# Task prompt
Without any pictures, output the records exactly as they are.

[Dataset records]
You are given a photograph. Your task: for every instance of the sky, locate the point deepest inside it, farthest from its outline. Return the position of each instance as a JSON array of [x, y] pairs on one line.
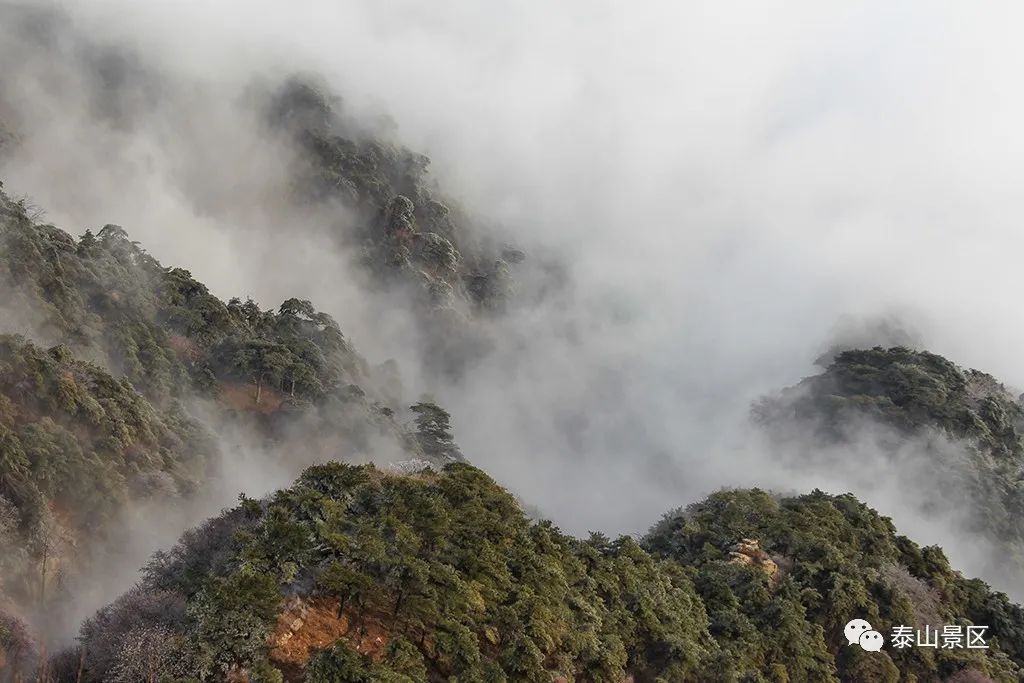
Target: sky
[[731, 186]]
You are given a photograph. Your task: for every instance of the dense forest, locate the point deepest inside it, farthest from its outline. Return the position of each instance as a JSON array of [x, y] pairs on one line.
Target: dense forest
[[901, 396], [391, 556], [429, 570]]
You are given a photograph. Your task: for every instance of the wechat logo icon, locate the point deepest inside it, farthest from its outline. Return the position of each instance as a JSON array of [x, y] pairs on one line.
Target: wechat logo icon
[[859, 632]]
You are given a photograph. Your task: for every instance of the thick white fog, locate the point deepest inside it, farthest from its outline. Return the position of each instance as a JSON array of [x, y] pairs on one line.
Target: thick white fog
[[727, 183]]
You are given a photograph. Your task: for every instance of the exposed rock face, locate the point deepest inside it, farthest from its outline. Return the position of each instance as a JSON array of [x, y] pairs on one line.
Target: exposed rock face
[[749, 552], [306, 627]]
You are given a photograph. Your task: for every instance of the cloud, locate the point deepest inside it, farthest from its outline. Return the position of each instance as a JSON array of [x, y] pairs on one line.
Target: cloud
[[722, 181]]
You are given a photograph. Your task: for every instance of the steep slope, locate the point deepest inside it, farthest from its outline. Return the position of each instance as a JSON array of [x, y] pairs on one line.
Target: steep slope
[[143, 365], [960, 431], [355, 574]]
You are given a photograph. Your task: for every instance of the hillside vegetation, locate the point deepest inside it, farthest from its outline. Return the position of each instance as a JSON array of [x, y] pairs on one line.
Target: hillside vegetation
[[355, 574], [927, 401]]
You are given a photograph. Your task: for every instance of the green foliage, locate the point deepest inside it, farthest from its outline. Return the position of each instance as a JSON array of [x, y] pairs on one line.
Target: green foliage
[[915, 395], [451, 569], [835, 558]]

# Task result
You are given a photograph. Your task: for every instance of the sky, locate the point deepest inside it, farthest from its outline. Return the position of each instance as a JSON array of [x, y] pairs on one line.
Target: sky
[[731, 186]]
You are given a photograph. Your task: for every instance of the dense forest, locate the point deepest inside it, farthest from its outline. Return the position of each instance as a JSON array of [x, y] pairs on one line.
Target: dense forest
[[901, 396], [391, 556], [429, 570]]
You are given a photograph. Your task: for every instance of the wechat logo icon, locate the point deepest inside it, farthest from its outline. Return the position of each instance as a JSON array of [x, y] pairs on one line.
Target: wechat logo icon
[[859, 632]]
You are given a photograph. Your task: for every instance of the thick white fog, locate the point deepest inside it, farthest from its outline. Return the position of each instance as a JSON array of [x, y] pairs on one line.
Target: thick white fog
[[727, 183]]
You are given a photograph. Your task: for every instance of the exposed rock face, locate the point deepest inside it, farthest from its outline. Return the position of each instance as a JSON array of [x, y] pairs on one line.
Target: exposed rock face
[[749, 552], [306, 627]]
You are given a photograph. Your task: for every instance of the cloud, locate the point deepest inside it, farthest from its outline. Return the position of each instance as a JSON array of [x, y] pairs on one line.
Target: cloud
[[722, 181]]
You are given a photograph. Your task: for every instance of the steep slope, locate the point deepest inside it, farthest from its outline. Return the position of each instance as a JSON array of [x, y] pairs on one line.
Target: steep slope
[[143, 365], [960, 431], [355, 574]]
You are given a photograph. Your task: for every instance of the hillside vegetation, locate the point deepest inside it, farthest from its outline. Return the position of each instance as a JSON array of [x, y] pairs on one line.
Target: hillside vegetation
[[355, 574], [927, 401]]
You are given a photograph. Your task: for every instance of the green foliage, locate the point deepest inside it, farthest from its outline. Return the position of each instance as a JSON array of [x, y] pairs on one line.
Target: green foliage
[[915, 395], [451, 569], [835, 558]]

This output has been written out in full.